(ENTRIES SHOWN begins)

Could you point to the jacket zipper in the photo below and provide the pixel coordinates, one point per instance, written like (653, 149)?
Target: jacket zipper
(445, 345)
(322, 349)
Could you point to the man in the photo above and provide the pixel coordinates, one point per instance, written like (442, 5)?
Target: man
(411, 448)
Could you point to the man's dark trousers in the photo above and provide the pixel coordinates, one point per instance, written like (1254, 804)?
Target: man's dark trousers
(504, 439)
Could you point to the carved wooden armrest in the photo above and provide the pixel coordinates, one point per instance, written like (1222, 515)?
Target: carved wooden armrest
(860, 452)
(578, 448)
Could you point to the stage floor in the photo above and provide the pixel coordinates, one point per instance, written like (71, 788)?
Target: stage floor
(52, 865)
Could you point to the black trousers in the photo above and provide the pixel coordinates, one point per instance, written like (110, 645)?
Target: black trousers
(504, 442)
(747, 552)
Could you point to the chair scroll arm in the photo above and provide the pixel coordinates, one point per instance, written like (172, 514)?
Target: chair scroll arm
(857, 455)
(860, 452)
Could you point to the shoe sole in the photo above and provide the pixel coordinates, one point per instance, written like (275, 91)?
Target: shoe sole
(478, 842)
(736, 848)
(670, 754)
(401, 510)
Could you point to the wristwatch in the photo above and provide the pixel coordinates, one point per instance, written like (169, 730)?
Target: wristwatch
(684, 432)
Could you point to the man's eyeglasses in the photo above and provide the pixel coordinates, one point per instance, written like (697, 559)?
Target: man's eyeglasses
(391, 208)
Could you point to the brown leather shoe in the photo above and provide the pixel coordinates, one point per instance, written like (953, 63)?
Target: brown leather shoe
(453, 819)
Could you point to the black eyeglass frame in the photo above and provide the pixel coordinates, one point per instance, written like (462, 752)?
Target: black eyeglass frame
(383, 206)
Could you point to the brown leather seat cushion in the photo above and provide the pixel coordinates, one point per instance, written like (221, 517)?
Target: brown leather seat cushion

(ENTRIES SHOWN ends)

Repeat the entire listing above without changing a word.

Could you point to the jacket zipper in the photo below and provide the pixel coordinates, one point per instance, written like (653, 149)?
Target: jacket zipper
(445, 345)
(322, 349)
Could you point to the man in the photo above and provide the pixel coordinates, one point per instance, written like (442, 5)?
Target: man
(411, 448)
Could you point to the man's dark trousers in the photo above and provide the pixel coordinates, one point per instance, written like (1254, 804)?
Target: man's dark trousers
(504, 439)
Could you point to the carved wooden armrest in the photo above and provide the pixel coordinates, one point per instance, written like (1222, 515)?
Target: carved wooden armrest
(860, 452)
(578, 448)
Could you point to the stage floor in the photo above and provide the pixel coordinates, one point per instance, written like (71, 788)?
Target: stage floor
(52, 865)
Could you point to the black trousers in the photo above and provide the pixel coordinates, one point per instance, written like (110, 645)?
Target: black trousers
(504, 442)
(747, 552)
Could you point to the chair scroll arm in the photo above and provide the pixel coordinates, one point per instance, written like (172, 514)?
Target: chair scroll arm
(857, 455)
(860, 452)
Could you point to the shoe sole in the photo above and provide the pixel coordinates, one point per instance, written like (275, 91)?
Target: shoe sole
(478, 842)
(736, 848)
(670, 754)
(401, 510)
Could you point to the wristwatch in the photo above and provide the pixel coordinates, one point per instance, written like (169, 730)?
Target: wristwatch
(684, 432)
Could you point to the man's eyeglasses in the photo above and provide the pixel coordinates, one point per instance, written like (697, 559)?
Target: man's eyeglasses
(391, 208)
Could you point to the brown leather shoe in the photo above and provide the pixel coordinates, one point per instance, written like (953, 63)?
Target: brown leather shoe
(453, 819)
Could you point to the black eyeglass frame in the photo above and provide the pixel coordinates, one point per instance, written like (462, 752)?
Target: black eyeglass frame
(383, 206)
Could you point to the brown leather seat cushion in the photo above and provide the pixel coordinates, one point per instance, written like (221, 517)?
Target: brown leather seat cushion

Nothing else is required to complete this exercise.